↓
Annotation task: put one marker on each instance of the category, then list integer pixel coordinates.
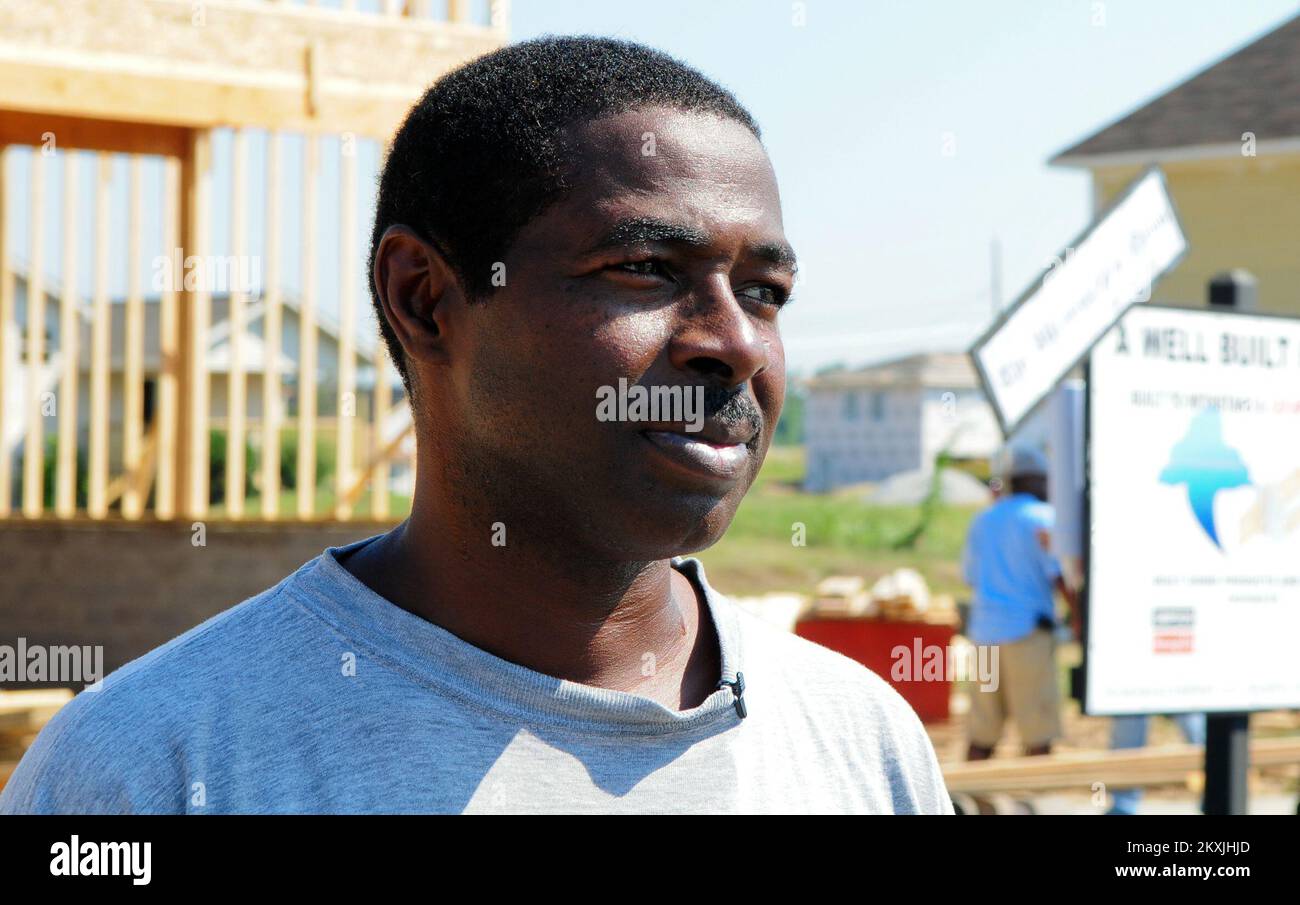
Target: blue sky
↑
↓
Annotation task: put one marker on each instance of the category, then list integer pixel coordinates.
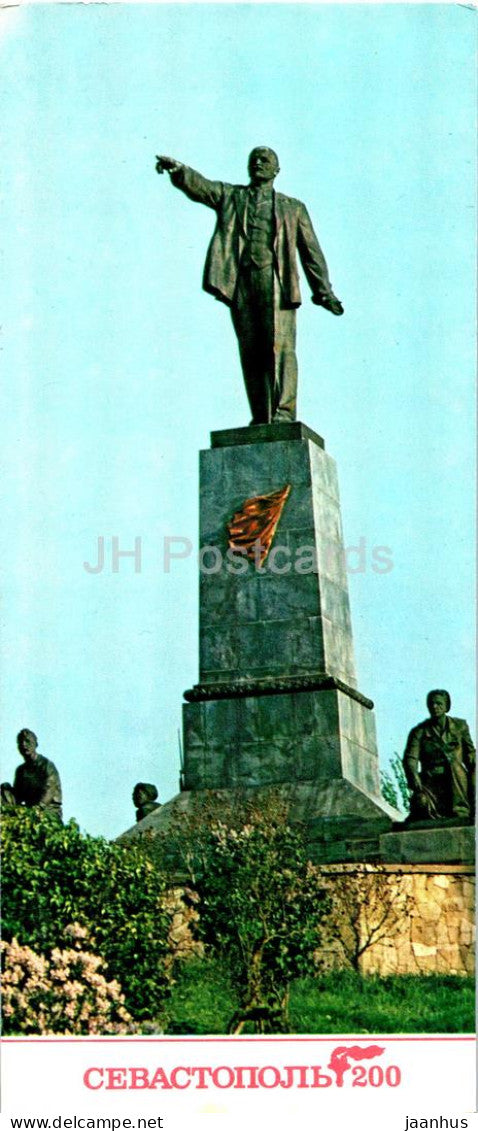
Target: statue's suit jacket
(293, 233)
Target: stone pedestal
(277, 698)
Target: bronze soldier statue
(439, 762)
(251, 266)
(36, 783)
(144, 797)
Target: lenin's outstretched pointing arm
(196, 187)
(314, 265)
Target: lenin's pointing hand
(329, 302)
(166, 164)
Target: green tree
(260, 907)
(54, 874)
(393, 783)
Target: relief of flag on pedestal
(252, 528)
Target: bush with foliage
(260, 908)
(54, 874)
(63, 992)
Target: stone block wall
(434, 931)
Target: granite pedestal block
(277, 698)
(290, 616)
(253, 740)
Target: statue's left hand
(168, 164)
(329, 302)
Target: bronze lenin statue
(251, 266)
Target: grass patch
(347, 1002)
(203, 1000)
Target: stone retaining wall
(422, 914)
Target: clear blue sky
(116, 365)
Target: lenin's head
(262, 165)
↑
↓
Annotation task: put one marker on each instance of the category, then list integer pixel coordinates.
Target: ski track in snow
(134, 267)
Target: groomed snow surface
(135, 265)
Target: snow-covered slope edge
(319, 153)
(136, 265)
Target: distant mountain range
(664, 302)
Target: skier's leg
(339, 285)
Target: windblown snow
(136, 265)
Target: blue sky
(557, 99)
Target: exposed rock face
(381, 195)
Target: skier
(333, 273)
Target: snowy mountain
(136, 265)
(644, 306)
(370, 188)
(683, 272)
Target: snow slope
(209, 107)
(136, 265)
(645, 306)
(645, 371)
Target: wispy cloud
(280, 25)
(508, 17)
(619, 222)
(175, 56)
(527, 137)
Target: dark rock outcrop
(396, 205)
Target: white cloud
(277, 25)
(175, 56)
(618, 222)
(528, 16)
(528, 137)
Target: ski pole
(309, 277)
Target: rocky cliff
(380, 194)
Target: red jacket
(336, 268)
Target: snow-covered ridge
↑
* _Activity_
Find "Target: white cloud" in the entries above and copy that whole line exactly, then each line after it through the line that contains "Target: snow-covered ridge".

* _Exercise result_
Target: white cloud
(277, 25)
(175, 56)
(618, 222)
(528, 16)
(528, 137)
Target: ski pole
(309, 277)
Target: rocky cliff
(380, 194)
Target: red jacket
(336, 268)
Target: snow-covered ridge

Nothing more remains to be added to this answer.